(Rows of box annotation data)
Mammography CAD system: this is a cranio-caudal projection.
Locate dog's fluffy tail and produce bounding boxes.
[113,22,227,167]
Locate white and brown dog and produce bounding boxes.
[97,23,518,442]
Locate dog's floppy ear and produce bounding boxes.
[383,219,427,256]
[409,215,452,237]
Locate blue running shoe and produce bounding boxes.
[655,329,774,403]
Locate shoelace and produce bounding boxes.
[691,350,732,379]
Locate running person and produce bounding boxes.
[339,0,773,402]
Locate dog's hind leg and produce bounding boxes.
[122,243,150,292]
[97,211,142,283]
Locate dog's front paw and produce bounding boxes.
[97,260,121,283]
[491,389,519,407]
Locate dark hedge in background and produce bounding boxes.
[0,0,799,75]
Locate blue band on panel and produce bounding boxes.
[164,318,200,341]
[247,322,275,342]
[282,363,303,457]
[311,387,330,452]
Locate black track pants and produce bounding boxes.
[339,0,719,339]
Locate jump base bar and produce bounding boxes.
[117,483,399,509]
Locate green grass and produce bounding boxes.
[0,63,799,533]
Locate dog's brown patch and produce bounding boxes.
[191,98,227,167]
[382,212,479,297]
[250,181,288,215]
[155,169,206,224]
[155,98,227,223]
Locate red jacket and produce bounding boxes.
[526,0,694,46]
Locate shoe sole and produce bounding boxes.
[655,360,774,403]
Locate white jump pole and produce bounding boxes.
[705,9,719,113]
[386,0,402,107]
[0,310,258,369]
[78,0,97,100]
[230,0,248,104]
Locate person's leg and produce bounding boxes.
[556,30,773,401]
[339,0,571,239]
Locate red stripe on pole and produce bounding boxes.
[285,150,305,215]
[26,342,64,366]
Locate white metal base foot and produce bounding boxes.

-- Aim --
Copy every one of the records above without changing anything.

-- Final result --
Mammography CAD system: this is a cranio-caudal projection.
Locate dog's fluffy tail and produce bounding boxes.
[113,22,227,167]
Locate white and brown dog and produce bounding boxes.
[97,23,518,442]
Locate dog's floppy ear and produce bounding boxes.
[383,219,427,256]
[409,215,452,237]
Locate blue running shoe and produce bounding boxes.
[655,329,774,403]
Locate shoelace and produce bounding boxes.
[691,350,732,379]
Locate running person and produce bounding boxes.
[339,0,773,402]
Locate dog's hind leg and produce bounding boxes.
[122,243,150,292]
[97,211,142,283]
Locate dog's front paw and produce bounding boxes.
[97,260,121,283]
[491,389,519,407]
Locate dark hedge in background and produce bounding boxes.
[0,0,799,75]
Locate blue band on panel and produce bounding boxes.
[164,318,200,341]
[247,322,275,342]
[282,363,303,457]
[311,387,330,452]
Locate black track pants and produce bounding boxes.
[339,0,719,339]
Locate jump base bar and produce bounding boxes.
[117,483,399,509]
Locate green grass and produce bounding boxes.
[0,63,799,533]
Locate dog's brown patch and produce bounding boxes.
[191,98,227,167]
[382,212,479,297]
[250,181,288,215]
[155,169,206,224]
[155,98,227,223]
Locate red jacket and produce bounding boxes.
[526,0,694,46]
Locate shoe sole and produce bounding boxes.
[655,360,774,403]
Locate white jump pole and produce bounding boxes.
[705,9,719,113]
[386,0,402,107]
[0,310,258,369]
[78,0,97,100]
[230,0,248,104]
Locate person's leg and produce bounding boxes.
[556,30,773,401]
[339,0,571,239]
Locate red stripe on pole and produce bounding boxes.
[285,150,305,215]
[26,342,64,366]
Locate white metal base foot and produce bounding boxes.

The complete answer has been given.